Requirements: Reproduce every line of the data below verbatim, with no changes.

========================================

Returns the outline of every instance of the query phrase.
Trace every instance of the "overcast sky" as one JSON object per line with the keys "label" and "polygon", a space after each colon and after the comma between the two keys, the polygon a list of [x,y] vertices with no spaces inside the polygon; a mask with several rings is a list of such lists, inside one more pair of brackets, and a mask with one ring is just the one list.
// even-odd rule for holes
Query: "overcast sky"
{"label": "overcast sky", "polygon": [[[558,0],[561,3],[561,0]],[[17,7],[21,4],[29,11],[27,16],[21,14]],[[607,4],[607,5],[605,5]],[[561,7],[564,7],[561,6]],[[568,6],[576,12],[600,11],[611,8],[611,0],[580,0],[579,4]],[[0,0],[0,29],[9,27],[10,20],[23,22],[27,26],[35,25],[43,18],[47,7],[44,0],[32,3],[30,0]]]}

========================================

Solution to the exercise:
Returns the outline of every instance of the query phrase.
Trace every instance of the "overcast sky" as one JSON object per line with the keys "label" and "polygon", a space after each colon and after the comma between the two keys, the polygon a list of [x,y] vertices with no spaces inside the polygon; a mask with several rings is a list of such lists, inside one more pair of brackets, and a mask with one ring is just the one list.
// even-odd rule for holes
Query: "overcast sky"
{"label": "overcast sky", "polygon": [[[558,0],[561,3],[561,0]],[[17,7],[21,4],[29,11],[27,16],[21,14]],[[607,4],[607,5],[605,5]],[[561,7],[564,7],[561,6]],[[568,6],[576,12],[600,11],[611,8],[611,0],[580,0],[579,4]],[[0,0],[0,29],[9,27],[10,20],[23,22],[27,26],[35,25],[43,18],[47,7],[44,0],[32,3],[30,0]]]}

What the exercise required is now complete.